## Given problem:
Please edit everything from the row containing "foliage for disaster-response mapping." down to the row containing "[191,100,322,129]", swapping "bokeh foliage" for "blurred foliage" and leaving the rest untouched.

------ The input ------

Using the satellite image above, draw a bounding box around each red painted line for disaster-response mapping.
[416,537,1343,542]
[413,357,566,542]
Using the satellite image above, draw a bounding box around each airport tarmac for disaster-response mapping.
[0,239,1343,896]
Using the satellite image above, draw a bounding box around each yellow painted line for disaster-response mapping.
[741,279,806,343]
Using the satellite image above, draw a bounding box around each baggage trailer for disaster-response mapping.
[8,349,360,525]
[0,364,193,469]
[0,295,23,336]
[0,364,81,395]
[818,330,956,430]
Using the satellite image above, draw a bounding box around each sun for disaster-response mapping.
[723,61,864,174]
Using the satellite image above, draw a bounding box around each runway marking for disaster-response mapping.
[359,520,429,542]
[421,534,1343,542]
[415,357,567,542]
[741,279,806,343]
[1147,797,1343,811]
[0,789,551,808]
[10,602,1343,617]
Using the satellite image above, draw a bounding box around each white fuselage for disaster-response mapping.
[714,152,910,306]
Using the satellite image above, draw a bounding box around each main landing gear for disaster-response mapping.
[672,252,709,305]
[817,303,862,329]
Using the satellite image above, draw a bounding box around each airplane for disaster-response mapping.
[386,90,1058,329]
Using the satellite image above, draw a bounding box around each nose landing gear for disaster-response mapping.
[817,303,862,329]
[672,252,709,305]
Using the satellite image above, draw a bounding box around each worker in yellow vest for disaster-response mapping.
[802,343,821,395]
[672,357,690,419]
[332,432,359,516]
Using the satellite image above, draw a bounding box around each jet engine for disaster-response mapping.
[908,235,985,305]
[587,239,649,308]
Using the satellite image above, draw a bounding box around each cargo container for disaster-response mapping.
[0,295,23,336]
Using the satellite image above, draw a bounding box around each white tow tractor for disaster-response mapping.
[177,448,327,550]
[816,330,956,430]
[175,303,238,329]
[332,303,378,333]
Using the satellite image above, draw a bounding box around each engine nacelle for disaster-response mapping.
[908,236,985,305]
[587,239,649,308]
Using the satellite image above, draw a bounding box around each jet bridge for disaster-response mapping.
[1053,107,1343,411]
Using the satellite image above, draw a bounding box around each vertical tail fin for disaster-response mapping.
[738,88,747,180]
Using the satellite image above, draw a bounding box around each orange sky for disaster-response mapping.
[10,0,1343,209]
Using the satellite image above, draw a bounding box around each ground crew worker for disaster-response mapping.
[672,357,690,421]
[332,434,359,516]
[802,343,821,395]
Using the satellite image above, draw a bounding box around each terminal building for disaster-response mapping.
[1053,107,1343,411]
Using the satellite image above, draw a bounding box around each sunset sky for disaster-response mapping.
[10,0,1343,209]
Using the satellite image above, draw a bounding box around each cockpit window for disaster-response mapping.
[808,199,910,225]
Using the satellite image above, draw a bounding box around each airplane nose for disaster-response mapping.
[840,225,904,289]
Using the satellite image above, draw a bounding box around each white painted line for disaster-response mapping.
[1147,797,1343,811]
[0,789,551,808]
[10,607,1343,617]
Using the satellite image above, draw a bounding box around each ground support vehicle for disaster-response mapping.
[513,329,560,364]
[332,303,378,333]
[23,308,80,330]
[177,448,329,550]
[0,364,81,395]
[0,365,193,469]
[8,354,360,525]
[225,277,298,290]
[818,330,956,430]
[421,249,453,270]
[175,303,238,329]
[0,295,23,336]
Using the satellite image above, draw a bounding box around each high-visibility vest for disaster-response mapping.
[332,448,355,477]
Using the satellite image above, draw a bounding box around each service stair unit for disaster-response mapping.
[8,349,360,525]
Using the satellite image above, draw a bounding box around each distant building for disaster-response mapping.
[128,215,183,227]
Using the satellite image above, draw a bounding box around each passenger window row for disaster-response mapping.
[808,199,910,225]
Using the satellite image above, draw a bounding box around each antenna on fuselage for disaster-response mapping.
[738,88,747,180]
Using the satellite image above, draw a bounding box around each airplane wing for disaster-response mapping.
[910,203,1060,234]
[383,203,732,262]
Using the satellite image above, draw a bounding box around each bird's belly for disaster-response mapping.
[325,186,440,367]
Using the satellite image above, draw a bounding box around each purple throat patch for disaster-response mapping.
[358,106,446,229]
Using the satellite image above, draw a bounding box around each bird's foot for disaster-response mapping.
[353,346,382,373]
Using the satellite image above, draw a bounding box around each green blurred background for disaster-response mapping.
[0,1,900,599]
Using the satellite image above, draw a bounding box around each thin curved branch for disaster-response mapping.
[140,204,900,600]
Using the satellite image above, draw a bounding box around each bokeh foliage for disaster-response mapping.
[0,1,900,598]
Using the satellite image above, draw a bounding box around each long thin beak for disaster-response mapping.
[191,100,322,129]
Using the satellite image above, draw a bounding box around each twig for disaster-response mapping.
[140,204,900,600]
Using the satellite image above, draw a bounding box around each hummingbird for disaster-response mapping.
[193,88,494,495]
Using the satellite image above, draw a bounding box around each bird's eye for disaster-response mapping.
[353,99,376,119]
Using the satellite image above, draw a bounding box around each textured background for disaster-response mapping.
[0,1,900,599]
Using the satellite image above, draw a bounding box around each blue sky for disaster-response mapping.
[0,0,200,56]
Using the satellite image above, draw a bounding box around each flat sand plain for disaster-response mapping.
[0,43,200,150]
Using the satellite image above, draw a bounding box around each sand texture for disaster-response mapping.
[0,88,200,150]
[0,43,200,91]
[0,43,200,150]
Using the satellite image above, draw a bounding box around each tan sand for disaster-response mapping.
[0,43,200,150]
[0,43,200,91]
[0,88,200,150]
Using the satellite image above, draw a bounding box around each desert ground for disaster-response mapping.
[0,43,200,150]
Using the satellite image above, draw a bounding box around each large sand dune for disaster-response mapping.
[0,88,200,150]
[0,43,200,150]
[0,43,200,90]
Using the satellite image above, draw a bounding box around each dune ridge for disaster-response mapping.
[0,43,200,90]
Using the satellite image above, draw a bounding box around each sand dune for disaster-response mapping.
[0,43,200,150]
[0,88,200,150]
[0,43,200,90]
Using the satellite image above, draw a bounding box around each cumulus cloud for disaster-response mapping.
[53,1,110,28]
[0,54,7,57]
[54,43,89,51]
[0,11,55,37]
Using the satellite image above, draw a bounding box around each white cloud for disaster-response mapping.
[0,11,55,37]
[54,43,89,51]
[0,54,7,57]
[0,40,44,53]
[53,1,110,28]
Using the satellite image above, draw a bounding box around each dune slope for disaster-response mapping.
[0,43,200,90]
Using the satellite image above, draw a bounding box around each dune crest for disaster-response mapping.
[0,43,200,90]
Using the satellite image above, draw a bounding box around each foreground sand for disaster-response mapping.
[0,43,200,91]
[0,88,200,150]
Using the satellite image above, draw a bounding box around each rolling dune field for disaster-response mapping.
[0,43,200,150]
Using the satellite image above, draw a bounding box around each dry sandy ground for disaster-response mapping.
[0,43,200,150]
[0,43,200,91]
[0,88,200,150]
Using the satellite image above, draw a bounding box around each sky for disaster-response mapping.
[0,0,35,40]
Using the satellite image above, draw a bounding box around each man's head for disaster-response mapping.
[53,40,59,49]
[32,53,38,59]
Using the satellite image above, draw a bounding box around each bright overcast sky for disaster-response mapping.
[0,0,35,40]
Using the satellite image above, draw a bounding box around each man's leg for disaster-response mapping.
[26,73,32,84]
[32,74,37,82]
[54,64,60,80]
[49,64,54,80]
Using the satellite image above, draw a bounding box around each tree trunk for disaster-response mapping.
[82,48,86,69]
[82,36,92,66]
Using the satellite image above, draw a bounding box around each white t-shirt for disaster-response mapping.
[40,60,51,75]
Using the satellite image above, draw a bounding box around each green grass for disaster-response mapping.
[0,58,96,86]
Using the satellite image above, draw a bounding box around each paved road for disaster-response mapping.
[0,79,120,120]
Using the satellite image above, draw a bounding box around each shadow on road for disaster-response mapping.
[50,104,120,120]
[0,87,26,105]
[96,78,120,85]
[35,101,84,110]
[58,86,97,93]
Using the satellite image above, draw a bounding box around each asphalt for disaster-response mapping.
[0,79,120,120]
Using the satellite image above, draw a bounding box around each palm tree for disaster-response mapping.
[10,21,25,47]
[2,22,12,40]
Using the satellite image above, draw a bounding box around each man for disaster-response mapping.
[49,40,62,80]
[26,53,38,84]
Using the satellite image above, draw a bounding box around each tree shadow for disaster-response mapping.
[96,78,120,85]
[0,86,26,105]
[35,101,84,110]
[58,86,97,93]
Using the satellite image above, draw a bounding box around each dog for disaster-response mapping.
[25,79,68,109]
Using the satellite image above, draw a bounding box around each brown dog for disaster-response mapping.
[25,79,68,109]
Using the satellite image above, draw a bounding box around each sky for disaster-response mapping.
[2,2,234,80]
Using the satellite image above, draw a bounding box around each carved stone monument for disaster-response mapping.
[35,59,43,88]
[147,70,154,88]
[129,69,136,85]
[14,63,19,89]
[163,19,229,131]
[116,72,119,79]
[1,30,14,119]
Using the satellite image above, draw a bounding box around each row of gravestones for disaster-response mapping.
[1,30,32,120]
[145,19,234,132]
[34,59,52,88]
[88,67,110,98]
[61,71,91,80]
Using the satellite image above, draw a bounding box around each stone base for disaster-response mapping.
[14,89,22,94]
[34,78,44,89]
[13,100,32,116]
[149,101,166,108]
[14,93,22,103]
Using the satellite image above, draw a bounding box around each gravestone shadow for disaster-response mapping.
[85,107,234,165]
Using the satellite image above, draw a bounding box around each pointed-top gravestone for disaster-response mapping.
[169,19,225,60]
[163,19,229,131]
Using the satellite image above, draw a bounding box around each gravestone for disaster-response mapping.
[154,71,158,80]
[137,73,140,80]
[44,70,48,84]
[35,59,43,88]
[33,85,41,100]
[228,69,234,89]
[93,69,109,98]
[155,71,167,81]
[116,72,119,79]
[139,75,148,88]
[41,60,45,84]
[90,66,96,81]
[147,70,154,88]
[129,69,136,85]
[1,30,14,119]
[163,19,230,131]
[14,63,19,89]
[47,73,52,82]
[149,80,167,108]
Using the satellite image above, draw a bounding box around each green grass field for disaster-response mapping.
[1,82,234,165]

------

## Response:
Using the satellite image above, draw a bounding box around each blurred foliage for disaster-response mapping.
[0,1,900,598]
Using the satellite image above, draw a bounding box around each long thin beak for disaster-response mapping.
[191,100,322,129]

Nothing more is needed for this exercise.